### 所给文本:
┏━━
51Nod1514 美妙的序列
需要开一个新的分类了,生成函数相关
这道题确实非常的入门
分析得知,不合法方案就是存在一个i<n使得s[1..i]是一个1..i的排列
那么设f[n]表示n的答案,可以得到f[n]=n!-∑f[i]*(n-i)! (i<n)
移项得到∑f[i]*(n-i)!=n! (i<=n)
发现可以生成函数
设F(x)=∑f[i]*x^i, G(x)=∑i!*x^i (i=1..∞)
根据上面那条式子得到F(x)*G(x)=G(x)-1
得到F(x)=1-1/G(x) 求逆就好了
当然如果不用生成函数,也可以直接用上面的式子做分治FFT,复杂度会多一个log
#pragma GCC optimize("O3")
#pragma G++ optimize("O3")
#include<stdio.h>
#include<string.h>
#include<algorithm>
#define N 280010
#define M 998244353
#define LL long long
using namespace std;
int W[N],iW[N];
inline LL pow(LL x,LL k,LL s=1){
for(;k;x=x*x%M,k>>=1) k&1?s=s*x%M:0;
return s;
}
inline void init(){
for(int j=1;j<=N;j<<=1){
W[j]=pow(3,(M-1)/j);
iW[j]=pow(W[j],M-2);
}
}
inline void NTT(int* A,int n,int g){
static int b[N];
for(int i=0,j,k,t;i<n;++i){
for(j=0,k=i,t=n-1;t;t>>=1,k>>=1)
┗━━
### 数据部分:
┏━━
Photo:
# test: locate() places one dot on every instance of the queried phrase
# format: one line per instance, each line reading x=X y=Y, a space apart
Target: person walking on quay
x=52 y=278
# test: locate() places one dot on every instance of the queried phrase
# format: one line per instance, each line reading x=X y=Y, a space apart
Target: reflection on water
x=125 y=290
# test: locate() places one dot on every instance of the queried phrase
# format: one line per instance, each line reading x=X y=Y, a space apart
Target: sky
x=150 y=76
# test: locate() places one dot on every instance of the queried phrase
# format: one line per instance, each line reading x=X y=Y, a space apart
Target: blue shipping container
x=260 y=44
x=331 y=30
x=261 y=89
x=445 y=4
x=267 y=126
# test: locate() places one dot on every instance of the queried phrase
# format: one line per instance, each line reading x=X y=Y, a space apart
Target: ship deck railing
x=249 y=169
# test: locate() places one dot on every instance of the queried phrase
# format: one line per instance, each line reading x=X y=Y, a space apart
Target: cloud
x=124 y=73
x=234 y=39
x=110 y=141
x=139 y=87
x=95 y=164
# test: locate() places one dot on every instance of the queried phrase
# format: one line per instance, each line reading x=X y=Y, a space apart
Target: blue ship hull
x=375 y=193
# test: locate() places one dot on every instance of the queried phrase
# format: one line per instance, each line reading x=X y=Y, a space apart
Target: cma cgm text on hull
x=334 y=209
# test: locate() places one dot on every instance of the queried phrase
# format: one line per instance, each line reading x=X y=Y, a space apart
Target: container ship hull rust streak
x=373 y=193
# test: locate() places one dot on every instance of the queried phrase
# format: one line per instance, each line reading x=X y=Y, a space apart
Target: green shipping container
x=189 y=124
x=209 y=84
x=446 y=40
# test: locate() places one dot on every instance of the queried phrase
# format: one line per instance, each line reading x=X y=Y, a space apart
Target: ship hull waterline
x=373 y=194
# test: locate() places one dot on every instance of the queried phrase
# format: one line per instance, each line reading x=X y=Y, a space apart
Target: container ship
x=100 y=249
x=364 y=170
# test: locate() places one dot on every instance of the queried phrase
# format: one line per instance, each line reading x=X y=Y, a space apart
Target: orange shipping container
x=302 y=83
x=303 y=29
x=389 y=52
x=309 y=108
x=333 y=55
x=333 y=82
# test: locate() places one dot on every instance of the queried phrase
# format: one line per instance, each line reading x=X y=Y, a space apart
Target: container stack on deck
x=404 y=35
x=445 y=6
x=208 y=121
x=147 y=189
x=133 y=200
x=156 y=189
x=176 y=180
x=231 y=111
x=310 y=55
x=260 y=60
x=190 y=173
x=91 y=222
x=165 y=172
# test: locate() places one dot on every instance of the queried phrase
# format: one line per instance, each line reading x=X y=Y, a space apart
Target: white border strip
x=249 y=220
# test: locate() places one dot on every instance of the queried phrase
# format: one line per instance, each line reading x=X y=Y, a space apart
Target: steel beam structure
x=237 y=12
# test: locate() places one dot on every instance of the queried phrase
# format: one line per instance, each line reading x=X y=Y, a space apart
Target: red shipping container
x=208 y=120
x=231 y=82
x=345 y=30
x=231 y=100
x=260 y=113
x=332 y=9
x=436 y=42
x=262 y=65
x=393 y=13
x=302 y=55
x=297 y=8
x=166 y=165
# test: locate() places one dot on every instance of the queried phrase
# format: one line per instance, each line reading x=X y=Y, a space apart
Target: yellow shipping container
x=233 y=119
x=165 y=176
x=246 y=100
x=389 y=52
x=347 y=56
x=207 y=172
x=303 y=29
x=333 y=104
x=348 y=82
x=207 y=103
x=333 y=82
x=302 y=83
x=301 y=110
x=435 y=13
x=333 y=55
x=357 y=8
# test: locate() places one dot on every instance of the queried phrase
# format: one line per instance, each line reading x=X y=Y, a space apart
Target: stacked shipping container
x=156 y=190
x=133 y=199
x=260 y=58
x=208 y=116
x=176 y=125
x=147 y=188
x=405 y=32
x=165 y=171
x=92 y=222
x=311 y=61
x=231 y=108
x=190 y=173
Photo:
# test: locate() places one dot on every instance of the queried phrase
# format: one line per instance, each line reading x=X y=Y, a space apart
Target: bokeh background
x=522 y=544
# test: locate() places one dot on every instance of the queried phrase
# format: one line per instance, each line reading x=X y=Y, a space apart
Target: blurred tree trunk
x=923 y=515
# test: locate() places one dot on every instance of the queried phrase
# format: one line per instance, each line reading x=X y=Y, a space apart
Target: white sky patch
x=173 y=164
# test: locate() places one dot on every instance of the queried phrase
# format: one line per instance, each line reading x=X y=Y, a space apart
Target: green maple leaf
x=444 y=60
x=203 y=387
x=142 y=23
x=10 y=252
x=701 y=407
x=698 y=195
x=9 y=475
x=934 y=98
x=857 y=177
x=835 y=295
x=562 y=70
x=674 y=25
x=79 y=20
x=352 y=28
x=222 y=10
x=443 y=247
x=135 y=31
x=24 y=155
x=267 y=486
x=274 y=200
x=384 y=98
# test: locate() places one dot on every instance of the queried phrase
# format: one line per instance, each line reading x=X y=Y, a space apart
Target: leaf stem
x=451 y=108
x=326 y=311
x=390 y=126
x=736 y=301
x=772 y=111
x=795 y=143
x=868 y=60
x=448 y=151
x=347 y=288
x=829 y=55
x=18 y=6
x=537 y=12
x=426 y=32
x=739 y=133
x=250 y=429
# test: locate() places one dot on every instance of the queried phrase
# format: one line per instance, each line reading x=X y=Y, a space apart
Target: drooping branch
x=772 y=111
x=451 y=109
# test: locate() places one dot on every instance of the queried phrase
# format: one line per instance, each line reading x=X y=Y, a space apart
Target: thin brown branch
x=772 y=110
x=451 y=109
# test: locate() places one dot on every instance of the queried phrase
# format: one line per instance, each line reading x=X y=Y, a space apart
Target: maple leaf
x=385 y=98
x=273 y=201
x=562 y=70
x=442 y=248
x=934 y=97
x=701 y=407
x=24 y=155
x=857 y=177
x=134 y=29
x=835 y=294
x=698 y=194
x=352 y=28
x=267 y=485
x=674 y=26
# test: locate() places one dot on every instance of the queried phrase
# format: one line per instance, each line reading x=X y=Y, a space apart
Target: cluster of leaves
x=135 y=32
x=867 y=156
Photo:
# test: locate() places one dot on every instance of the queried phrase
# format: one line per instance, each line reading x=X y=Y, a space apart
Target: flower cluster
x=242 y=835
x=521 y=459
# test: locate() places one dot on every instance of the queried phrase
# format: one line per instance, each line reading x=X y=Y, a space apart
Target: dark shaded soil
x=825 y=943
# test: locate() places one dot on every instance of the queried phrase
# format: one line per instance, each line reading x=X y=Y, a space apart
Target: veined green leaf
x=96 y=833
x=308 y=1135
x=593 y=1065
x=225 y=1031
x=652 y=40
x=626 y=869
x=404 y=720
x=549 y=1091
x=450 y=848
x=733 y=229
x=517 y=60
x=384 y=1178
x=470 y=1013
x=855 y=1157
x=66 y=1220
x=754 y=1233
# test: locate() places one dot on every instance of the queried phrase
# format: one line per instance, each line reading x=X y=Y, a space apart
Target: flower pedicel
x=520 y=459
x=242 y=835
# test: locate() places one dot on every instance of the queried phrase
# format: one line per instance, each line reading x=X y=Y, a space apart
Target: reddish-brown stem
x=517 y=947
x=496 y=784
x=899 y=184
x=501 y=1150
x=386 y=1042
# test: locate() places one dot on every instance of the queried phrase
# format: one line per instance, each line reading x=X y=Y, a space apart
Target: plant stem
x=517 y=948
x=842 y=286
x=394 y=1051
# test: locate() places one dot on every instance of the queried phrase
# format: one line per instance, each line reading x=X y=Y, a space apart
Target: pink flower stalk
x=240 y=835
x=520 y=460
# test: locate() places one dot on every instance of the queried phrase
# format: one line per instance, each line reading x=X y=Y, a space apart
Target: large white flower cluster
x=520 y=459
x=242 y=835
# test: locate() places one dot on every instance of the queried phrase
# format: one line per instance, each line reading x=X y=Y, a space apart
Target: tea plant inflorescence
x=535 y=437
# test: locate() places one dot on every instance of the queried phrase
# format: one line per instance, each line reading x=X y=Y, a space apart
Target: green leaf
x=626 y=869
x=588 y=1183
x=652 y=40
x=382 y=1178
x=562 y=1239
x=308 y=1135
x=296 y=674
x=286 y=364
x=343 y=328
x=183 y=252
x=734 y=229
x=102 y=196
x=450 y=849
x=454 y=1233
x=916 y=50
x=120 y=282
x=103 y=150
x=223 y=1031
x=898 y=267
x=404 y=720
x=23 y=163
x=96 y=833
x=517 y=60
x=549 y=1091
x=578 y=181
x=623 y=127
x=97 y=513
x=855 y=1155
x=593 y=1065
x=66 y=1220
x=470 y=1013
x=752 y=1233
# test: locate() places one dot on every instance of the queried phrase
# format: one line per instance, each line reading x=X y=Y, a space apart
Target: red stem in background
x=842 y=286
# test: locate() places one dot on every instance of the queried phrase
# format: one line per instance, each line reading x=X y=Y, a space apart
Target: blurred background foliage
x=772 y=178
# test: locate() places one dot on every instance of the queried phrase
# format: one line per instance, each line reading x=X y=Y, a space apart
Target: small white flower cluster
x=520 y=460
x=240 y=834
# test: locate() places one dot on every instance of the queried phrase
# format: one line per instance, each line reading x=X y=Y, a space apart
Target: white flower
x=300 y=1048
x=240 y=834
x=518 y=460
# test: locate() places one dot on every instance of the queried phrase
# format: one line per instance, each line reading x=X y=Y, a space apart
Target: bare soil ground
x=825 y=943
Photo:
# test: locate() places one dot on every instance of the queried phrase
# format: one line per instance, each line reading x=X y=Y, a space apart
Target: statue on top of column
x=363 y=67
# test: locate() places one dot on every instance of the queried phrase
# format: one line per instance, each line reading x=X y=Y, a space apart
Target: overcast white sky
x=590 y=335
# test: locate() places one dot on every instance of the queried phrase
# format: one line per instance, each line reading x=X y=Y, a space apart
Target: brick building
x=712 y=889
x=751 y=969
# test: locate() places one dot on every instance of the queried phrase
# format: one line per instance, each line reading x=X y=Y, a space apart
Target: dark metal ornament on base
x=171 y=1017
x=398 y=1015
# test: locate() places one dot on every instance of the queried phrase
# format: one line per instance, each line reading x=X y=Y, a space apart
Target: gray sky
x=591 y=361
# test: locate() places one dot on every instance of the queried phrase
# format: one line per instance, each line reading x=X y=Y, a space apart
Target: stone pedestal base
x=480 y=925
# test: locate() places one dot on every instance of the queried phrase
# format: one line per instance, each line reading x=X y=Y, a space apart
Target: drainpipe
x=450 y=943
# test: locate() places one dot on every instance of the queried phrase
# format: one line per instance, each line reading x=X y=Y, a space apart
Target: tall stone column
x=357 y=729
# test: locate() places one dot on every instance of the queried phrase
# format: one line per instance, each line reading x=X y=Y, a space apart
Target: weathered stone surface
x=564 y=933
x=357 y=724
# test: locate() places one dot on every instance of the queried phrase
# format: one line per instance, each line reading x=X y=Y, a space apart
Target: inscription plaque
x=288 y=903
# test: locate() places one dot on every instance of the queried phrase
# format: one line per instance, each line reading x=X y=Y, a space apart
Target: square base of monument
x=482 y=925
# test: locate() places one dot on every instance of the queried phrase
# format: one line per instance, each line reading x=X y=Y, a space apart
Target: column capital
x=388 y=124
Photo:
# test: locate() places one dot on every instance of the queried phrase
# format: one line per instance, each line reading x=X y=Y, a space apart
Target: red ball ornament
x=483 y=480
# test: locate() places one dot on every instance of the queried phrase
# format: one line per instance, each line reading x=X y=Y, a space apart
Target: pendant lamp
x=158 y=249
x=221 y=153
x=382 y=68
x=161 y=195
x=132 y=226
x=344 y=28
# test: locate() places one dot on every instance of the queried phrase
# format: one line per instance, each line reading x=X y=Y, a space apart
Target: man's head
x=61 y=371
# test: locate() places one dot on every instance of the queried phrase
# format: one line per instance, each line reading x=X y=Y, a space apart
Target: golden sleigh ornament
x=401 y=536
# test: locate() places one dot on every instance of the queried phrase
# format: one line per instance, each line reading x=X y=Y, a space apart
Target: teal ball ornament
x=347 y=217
┗━━
### 任务要求 A:
判断下列关于上面这篇生成函数题解的说法是否与原文相符,每条回答“是”或“否”,并附上原文中起决定作用的语句,一字不改地引用:(i) 文中认为这道题难度很高;(ii) 文中说不用生成函数时也可以用分治FFT来做,复杂度会多一个log;(iii) 代码里把 M 定义为 998244353。
### 任务要求 B:
请从上面这篇生成函数题解中抄录一段原文:从含有“51Nod1514 美妙的序列”的地方开始,到“设F(x)=∑f[i]*x^i, G(x)=∑i!*x^i (i=1..∞)”之后停止。

### 书面回答 A:
(i) 否。“这道题确实非常的入门”
(ii) 是。“当然如果不用生成函数,也可以直接用上面的式子做分治FFT,复杂度会多一个log”
(iii) 是。“#define M 998244353”

### 书面回答 B:
51Nod1514 美妙的序列
需要开一个新的分类了,生成函数相关
这道题确实非常的入门
分析得知,不合法方案就是存在一个i<n使得s[1..i]是一个1..i的排列
那么设f[n]表示n的答案,可以得到f[n]=n!-∑f[i]*(n-i)! (i<n)
移项得到∑f[i]*(n-i)!=n! (i<=n)
发现可以生成函数
设F(x)=∑f[i]*x^i, G(x)=∑i!*x^i (i=1..∞)